Instruction 1: Report how many lines of the entries contain the string "above", counting case as significant. Give only the number.

Page extract:

First of all, I know it's been awhile. I've turned quite rubbish at this blogging shizniz! But oh well I'm here now so lets start...

Hello my loves, oh loves I'm not listening to anything while I write this, I'm merely just sitting here with only the light from the computer screen to spur me on to write to you all. I have TWO things to say in this blog...

Remember months a go when I wrote a blog titled 'This fat chicks gotta get fit'? well I never got fit BUT today (Sunday 14/06/15) I COMPLETED THE 10K!!!!!!!!! I walked the full thing, I've never ran before so I would have been stupid to think I could have ran today. Granted I was right at the back I did it, I got involved in something I would have NEVER of done before. 

Some of you may think 'meh it's only 10K' but believe me loves, that's a huge deal to me, zero confident me!! I saw people I knew and I still cracked on with it. There where moments as I was walking along where I had my head down so people would hopefully ignore me (pretty hard when you're power walking alone in the middle of a road) but the the majority of that walk I did with a huge smile on my face! I was bloody proud of myself, and I knew others where too.

I didn't do the 10K alone, there was Rob, Audrey, Shell and Sue who all joined me, but we all did our own pace and I'm darn proud of them too, we had a team spirit going on, we were all nervous but excited. I have no idea why I was so nervous, I guess it was because I had no idea what to expect.


Throughout the whole walk I had my Dad in my mind, he was the reason why I was doing it, he was the reason I signed up for it in the first place and I wanted to make him proud, I know he would be my loves.

I absolutely loved the atmosphere, everyone was so encouraging, other runners while they were puffing and panting still cheered me on, random people in the street. I can't tell you how much that encouragement boosted me along as well, to look at me I don't fit with this type of stuff, I wobble and jiggle and have very little muscle but inner strength and the belief from all the people around was amazing!

Instruction 2: Continue the blog post about finishing the 10K walk, starting right after its last sentence.

[Region labeling entries]
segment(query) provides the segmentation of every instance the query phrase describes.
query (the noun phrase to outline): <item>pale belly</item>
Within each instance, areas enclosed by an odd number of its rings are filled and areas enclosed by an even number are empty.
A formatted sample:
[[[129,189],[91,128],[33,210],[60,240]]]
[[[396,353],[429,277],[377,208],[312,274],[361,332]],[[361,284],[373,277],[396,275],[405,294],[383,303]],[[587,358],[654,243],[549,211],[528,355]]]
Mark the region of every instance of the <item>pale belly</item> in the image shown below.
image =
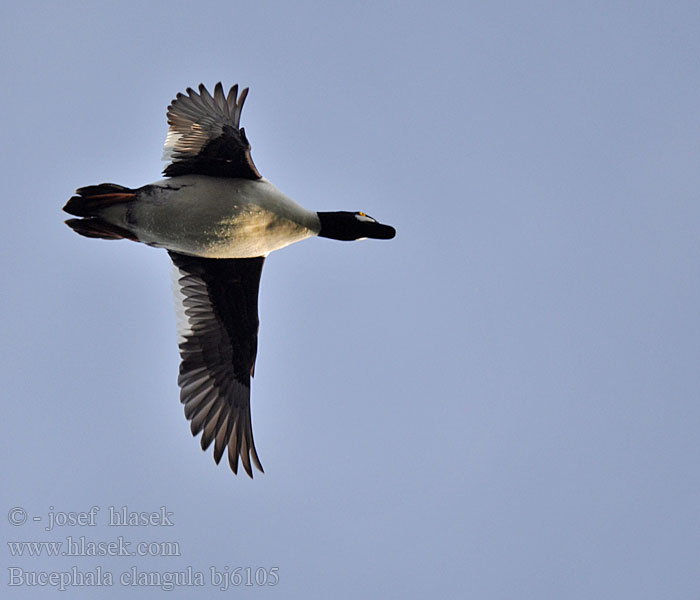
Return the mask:
[[[139,191],[121,215],[139,241],[208,258],[265,256],[318,233],[318,216],[265,179],[183,176]]]

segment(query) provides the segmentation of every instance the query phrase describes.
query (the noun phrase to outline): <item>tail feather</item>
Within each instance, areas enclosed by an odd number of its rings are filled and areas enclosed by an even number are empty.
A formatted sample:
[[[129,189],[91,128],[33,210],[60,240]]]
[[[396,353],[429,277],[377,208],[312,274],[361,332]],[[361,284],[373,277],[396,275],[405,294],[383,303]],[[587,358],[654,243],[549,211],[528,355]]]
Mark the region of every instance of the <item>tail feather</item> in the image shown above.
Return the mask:
[[[101,183],[88,185],[76,190],[77,196],[73,196],[63,207],[68,214],[76,217],[94,217],[103,208],[112,204],[131,202],[136,198],[136,191],[116,183]]]
[[[128,229],[112,225],[99,217],[86,217],[84,219],[68,219],[66,225],[75,233],[85,237],[99,238],[101,240],[127,239],[138,242],[139,239]]]
[[[66,225],[76,233],[85,237],[103,240],[134,240],[138,238],[128,229],[110,223],[103,218],[103,211],[115,204],[125,204],[136,199],[136,190],[117,185],[116,183],[101,183],[88,185],[75,191],[63,207],[68,214],[82,219],[68,219]],[[113,219],[110,219],[113,220]]]

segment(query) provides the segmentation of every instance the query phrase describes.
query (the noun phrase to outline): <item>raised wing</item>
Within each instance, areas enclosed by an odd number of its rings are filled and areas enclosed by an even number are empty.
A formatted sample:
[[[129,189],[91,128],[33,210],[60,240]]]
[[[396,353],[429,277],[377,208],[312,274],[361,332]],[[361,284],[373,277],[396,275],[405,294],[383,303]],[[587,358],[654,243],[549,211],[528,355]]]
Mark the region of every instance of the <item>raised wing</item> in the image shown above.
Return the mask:
[[[250,378],[258,347],[258,258],[198,258],[169,252],[175,264],[180,345],[180,401],[202,450],[214,442],[214,460],[252,478],[262,472],[250,420]]]
[[[199,93],[187,88],[168,106],[168,135],[163,160],[172,161],[163,171],[167,177],[209,175],[260,179],[253,164],[245,130],[239,126],[245,88],[238,95],[238,84],[227,96],[217,83],[212,96],[203,84]]]

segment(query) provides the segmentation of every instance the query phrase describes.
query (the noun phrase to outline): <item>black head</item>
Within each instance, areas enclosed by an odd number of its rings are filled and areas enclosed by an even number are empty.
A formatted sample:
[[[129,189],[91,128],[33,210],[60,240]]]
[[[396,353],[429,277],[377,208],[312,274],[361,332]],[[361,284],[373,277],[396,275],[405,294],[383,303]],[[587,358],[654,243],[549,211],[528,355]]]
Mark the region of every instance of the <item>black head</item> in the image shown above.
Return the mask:
[[[373,238],[375,240],[390,240],[396,235],[396,229],[390,225],[377,223],[365,213],[347,211],[317,213],[321,221],[321,231],[318,235],[334,240],[360,240]]]

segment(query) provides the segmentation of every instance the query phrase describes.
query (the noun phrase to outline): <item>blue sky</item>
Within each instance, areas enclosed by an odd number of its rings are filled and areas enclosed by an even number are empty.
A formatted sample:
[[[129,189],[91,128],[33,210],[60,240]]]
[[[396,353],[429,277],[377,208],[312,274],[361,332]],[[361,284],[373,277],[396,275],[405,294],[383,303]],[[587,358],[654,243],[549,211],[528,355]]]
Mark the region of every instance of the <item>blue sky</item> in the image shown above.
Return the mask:
[[[5,2],[3,541],[175,598],[689,598],[700,575],[700,87],[691,2]],[[250,86],[260,171],[391,242],[274,253],[252,389],[266,473],[178,402],[166,254],[80,238],[76,187],[159,178],[165,109]],[[100,507],[45,531],[49,511]],[[173,513],[115,528],[110,506]],[[28,520],[9,524],[21,507]],[[50,509],[53,507],[53,509]],[[42,521],[33,521],[41,517]],[[210,569],[279,569],[216,592]],[[15,571],[16,572],[16,571]],[[45,589],[46,587],[50,589]]]

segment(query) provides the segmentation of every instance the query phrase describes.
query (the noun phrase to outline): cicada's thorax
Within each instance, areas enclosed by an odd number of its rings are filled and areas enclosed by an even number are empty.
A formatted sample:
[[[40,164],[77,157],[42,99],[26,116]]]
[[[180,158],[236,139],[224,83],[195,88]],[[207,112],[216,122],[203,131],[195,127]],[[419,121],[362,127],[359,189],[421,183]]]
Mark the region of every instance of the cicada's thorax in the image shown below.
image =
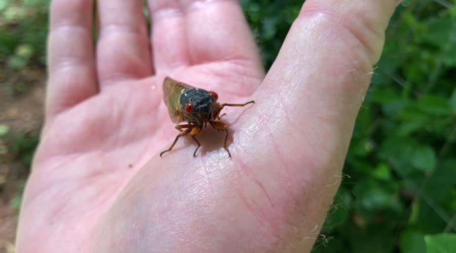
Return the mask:
[[[215,120],[219,112],[217,110],[219,107],[218,103],[209,91],[203,89],[191,88],[182,89],[179,102],[181,107],[180,110],[184,112],[182,121],[199,125]],[[191,113],[186,113],[185,105],[191,102],[193,103],[193,110]]]

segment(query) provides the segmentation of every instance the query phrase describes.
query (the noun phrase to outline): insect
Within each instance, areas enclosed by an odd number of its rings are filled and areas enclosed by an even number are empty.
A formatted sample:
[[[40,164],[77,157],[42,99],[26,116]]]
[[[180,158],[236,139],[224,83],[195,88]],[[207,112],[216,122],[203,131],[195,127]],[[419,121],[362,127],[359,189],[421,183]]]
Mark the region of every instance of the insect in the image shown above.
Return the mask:
[[[255,104],[255,102],[220,104],[217,102],[218,95],[215,92],[196,88],[168,76],[163,81],[163,91],[165,104],[168,107],[169,116],[177,124],[176,129],[180,133],[176,136],[169,148],[160,153],[160,157],[173,149],[179,137],[188,134],[198,145],[193,153],[193,157],[196,157],[197,151],[201,144],[196,136],[200,133],[203,126],[206,126],[208,123],[219,132],[224,132],[223,148],[228,153],[228,157],[231,157],[231,154],[226,147],[228,128],[224,123],[217,121],[225,115],[220,116],[220,112],[225,107],[243,107],[249,104]],[[188,124],[179,125],[183,122],[188,122]]]

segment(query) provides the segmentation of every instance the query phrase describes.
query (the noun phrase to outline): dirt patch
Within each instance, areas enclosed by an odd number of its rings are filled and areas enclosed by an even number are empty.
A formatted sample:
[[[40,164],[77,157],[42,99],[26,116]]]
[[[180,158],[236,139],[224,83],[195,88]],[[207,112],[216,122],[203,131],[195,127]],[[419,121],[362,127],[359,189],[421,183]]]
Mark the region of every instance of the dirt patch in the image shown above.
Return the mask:
[[[26,66],[17,71],[0,66],[0,125],[9,129],[0,138],[0,252],[14,252],[21,185],[29,171],[28,162],[15,150],[15,141],[29,141],[43,123],[46,72]],[[18,134],[22,139],[18,140]],[[15,138],[16,138],[16,139]],[[16,205],[17,203],[16,203]]]

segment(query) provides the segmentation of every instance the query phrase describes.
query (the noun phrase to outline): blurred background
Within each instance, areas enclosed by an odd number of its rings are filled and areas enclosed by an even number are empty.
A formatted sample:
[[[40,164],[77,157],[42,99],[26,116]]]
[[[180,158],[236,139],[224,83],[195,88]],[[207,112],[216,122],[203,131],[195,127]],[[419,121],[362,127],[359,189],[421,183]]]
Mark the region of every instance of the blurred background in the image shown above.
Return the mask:
[[[303,1],[240,2],[269,68]],[[49,3],[0,0],[0,252],[39,141]],[[314,252],[456,252],[455,6],[398,8]]]

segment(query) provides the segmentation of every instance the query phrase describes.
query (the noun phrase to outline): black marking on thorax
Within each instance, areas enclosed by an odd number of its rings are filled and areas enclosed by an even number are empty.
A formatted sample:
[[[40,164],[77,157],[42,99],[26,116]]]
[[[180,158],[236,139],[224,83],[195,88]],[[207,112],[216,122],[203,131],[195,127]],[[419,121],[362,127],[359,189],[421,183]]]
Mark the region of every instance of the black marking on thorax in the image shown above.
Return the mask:
[[[209,91],[196,88],[182,90],[180,100],[182,111],[185,111],[185,105],[193,102],[193,114],[205,119],[210,117],[211,107],[214,101]]]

Task output 1: 8

Task output 2:
Loves, if you take anything for this section of the blog take this, it doesn't matter what you look like, or what you think you are physically capable of or incapable of, if you hold that inner drive to do something you go and do it! Because no matter what anyone says to you, or thinks, do what YOUR heart wants and the inner strength you carry will get you there. 

<3

  

My second little thing to tell you loves is I have decided to self publish on Kindle my blog posts during the months when I spoke to you about my Dad, I want them to help people, I want it to be something where someone can read it and know they aren't alone in what they are going through and that things get positive again.

Of course I will let you know when it's ready to buy, I'm strongly hoping for this month because it's MND awareness month so I feel it will be good timing. So lovelies watch this space :D 

I have managed to raise over £800 for MND doing the 10K and with donations from the others we will reach way over £1000, it's totally unbelievable, my target was £500!!!! Thank you so much.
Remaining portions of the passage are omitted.